* WORK REQUEST 1: Render as a JSON list of strings, one per line with blank lines omitted, the lines of the entries that begin at the line containing "</instance>" and continue through the end of the entries.

* GIVEN TEXT:

____________

VI. DELIVERY TIME, DELIVERY, RISK
- The time of delivery mentioned or agreed shall in any case, but not exclusively, be automatically extended by the period(s) during which:
- there is a delay in the supply and/or dispatch and/or of any other circumstance temporarily holding up the execution, irrespective of whether this is attributable to KLEYN and/or was foreseeable;
- client defaults in one or more of its obligations towards KLEYN or, to KLEYN’s sole opinion, there is good reason to believe that client will default;
- client does not enable KLEYN to execute the agreement, which shall among others be the case if client fails to state the place of delivery if applicable, or fails to provide KLEYN with the permits, information, goods or facilities necessary to perform the agreement.
- Delivery in the Netherlands shall take place Ex Works Vuren, unless otherwise agreed in writing. All goods shall be transported for account and risk of client, even where the dispatch is made carriage paid to.
- Where KLEYN on request of client is responsible for dispatch of the goods or where the agreed parity of the ICC Incoterms lays this responsibility on KLEYN, the time and method of dispatch and dispatch route shall be at KLEYN’s choice. Goods in transit insurance shall only be taken out by KLEYN on the client’s express request and all related costs shall be for client's account. Goods only include the goods sold by KLEYN and never include any cargo that client offers for loading or which is already loaded in the good(s). KLEYN accepts no liability or responsibility for any cargo and cargo is never covered by transport insurance.
- Delivery shall be deemed to have taken place at the time when the goods are made available to client (Ex Works) or to client’s freight forwarder (FCA) at KLEYN’s premises. If client or its freight forwarder does not take delivery of the goods on the agreed date and time for delivery, client shall be immediately in default (without any notice of default being required) and the goods shall be stored at client’s account and risk. If client does not collect the goods concerned within the newly stipulated term, KLEYN is entitled to rescind the agreement in whole or in part, and to dispose of the goods concerned including any cargo provided in relation to the good(s) which is located on KLEYN’s premises or present in the good(s) sold, in any manner it deems fit, without any compensation whatsoever being due by KLEYN. KLEYN is entitled to recover its claim on client from the proceeds. Any remainder will be held for client for 1 year after the newly stipulated pick-up term for client and client can request payment from KLEYN in writing, under submission of evidence, failing which the remainder will revert to KLEYN after 1 year had lapsed.
- Delivery outside the Netherlands shall be carried out FCA Vuren, unless another Incoterm of the International Chamber of Commerce (ICC), most recent edition, is agreed
- Partial deliveries shall be permitted and can be invoiced separately by KLEYN. The same applies to services rendered.
VII. GUARANTEE/CLAIM
- The goods supplied by KLEYN shall meet the specifications as set out in the corresponding agreement. KLEYN trades in occasions (middleman) which goods contain a higher risk. Client is aware of and accepts this risk. No guarantee shall be given, unless otherwise indicated in the agreement and unless a manufacturer’s warranty applies in which case KLEYN gives no further or other warranty than said manufacturer’s warranty. With respect to services, KLEYN warrants that the services are rendered properly and to the best of its ability as is customary in the sector and according to the current standards and expertise (efforts obligation). If and to the extent KLEYN undertakes to load cargo in the good(s) at client’s request, such is done only by order of client and entirely at client’s risk and expense. KLEYN does not accept any liability in this respect.

____________

* DATA RECORDS:
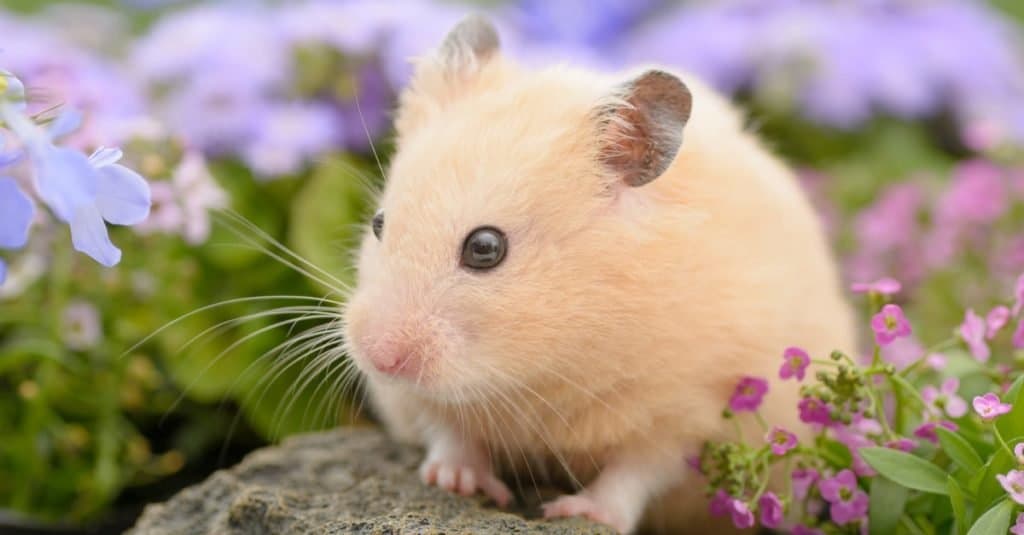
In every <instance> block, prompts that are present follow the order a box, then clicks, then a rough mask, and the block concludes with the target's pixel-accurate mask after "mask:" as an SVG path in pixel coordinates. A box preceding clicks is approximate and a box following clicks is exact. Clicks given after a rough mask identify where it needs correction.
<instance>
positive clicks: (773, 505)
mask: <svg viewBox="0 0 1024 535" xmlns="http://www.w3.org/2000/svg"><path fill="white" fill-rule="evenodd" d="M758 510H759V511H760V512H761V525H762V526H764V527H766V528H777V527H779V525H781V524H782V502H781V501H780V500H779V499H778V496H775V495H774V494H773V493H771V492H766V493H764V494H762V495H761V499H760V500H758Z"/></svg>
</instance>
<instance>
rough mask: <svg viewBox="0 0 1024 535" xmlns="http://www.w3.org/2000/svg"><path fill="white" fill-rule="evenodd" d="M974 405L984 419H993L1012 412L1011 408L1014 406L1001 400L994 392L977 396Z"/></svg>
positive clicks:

____________

* WORK REQUEST 2: Write the next part of the delivery and guarantee terms, picking up after their final sentence.

* ANSWER SPACE 1:
[
  "</instance>",
  "<instance>",
  "rough mask: <svg viewBox=\"0 0 1024 535\" xmlns=\"http://www.w3.org/2000/svg\"><path fill=\"white\" fill-rule=\"evenodd\" d=\"M974 405L984 419H993L1012 412L1011 408L1014 406L1001 400L994 392L977 396Z\"/></svg>",
  "positive clicks:"
]

* ANSWER SPACE 2:
- Where client calls upon the guarantee given by KLEYN in the corresponding agreement and makes a claim, KLEYN shall assess the claim and if applicable, deal with the claim taking into account the provisions in the agreement in this respect. Guarantee claims cannot be transferred to third parties.
- Subject to lapse of its claim, client must inspect the goods and services upon delivery , and in any event prior to commissioning of the goods, in order to evaluate whether there are visible defects. Claims regarding the invoiced amount or visible defects must be made in writing to KLEYN within 3 calendar days after receipt of the invoice or delivery of the good, giving an accurate description of the complaints. For all other claims, a period of 5 calendar days after the defects became known or should have become known shall apply. If client fails to notify KLEYN in time as meant in this article, client loses its right to claim under the guarantee/warranty. The goods in question must be made available to KLEYN upon KLEYN’s first request for examination in the state they are in at the time of the claim.
- Claims under the warranty can in any event not be made if:
- the goods have been used for purposes other than for which they are normally intended, or, in the opinion of KLEYN have been used or transported improperly or have been repaired, altered or adjusted by client or a third party;
- the damage has been caused by negligence of client (for example by insufficient or incorrect maintenance or storage) or by client having acted contrary to instructions, indications and advice of KLEYN;
- the claim relates to parts which are subject to normal wear & tear, parts of which the seal has been broken or accessories;
- client has not fulfilled its obligations towards KLEYN (both financially and otherwise).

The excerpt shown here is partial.